INPUT ROWS:
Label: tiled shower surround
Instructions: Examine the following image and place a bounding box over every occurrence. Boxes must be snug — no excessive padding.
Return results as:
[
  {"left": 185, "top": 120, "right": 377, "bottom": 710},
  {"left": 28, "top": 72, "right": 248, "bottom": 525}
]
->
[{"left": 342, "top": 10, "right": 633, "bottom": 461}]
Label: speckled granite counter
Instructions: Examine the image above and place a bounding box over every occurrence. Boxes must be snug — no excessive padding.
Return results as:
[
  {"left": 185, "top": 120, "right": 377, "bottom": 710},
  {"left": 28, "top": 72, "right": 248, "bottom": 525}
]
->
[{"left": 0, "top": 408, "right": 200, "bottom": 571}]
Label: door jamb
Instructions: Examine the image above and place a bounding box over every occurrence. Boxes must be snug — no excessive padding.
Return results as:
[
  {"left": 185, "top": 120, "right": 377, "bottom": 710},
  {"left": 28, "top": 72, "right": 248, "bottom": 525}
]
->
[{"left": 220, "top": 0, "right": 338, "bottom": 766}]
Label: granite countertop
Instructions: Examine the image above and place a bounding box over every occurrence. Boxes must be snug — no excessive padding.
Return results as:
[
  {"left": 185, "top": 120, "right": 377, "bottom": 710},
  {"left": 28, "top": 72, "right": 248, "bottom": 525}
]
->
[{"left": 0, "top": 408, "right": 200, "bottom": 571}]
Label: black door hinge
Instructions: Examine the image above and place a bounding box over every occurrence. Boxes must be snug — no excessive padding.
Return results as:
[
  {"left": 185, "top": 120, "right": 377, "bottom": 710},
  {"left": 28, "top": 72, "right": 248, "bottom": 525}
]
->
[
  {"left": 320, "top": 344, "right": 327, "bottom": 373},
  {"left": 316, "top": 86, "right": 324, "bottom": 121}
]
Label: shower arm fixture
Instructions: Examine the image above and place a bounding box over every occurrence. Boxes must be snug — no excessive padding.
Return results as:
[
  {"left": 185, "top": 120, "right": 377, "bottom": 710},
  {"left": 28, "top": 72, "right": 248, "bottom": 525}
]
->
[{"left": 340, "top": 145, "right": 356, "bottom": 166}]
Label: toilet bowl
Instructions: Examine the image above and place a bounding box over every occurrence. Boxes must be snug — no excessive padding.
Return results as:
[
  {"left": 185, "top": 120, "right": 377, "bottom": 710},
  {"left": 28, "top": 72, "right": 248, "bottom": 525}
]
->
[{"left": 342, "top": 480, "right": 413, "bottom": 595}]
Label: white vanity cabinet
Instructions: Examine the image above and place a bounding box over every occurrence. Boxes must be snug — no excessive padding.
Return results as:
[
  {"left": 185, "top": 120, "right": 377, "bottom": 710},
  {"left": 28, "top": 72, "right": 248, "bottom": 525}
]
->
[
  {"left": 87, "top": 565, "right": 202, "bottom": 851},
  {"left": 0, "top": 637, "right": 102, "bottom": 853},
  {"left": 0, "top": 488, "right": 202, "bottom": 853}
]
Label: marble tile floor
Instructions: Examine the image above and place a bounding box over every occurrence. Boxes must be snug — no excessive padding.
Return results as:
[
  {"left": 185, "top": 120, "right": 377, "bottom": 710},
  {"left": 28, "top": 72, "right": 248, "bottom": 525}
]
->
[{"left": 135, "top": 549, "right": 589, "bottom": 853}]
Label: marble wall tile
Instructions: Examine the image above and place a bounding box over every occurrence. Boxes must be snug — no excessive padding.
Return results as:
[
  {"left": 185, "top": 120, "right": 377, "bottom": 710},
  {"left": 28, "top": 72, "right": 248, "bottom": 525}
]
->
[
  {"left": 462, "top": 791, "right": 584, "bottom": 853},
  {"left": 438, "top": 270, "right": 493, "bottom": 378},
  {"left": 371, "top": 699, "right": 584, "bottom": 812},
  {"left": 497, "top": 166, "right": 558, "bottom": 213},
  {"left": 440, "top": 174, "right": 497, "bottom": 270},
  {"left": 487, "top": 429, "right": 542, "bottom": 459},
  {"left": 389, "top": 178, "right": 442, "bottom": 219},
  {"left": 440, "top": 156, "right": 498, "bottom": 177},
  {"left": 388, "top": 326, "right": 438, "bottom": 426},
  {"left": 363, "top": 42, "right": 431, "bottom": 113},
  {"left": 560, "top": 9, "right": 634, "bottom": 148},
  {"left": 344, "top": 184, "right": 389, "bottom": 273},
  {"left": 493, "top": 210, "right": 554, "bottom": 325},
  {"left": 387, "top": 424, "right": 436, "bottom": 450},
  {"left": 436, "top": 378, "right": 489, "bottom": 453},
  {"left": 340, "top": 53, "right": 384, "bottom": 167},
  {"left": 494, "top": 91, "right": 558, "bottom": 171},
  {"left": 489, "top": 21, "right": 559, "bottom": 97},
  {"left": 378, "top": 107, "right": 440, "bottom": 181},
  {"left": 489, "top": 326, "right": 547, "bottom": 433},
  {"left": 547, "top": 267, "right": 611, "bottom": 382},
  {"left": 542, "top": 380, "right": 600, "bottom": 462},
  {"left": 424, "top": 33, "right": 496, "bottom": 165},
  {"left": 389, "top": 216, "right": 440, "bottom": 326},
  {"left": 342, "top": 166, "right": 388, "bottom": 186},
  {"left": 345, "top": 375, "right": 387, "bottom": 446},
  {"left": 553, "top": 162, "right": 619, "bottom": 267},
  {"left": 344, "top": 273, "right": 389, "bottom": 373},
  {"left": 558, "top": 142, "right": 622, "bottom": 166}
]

GOAL:
Tally the lines in the entries above that contain the string "marble", with case counting, and reply with the number alone.

EXERCISE ANSWER:
2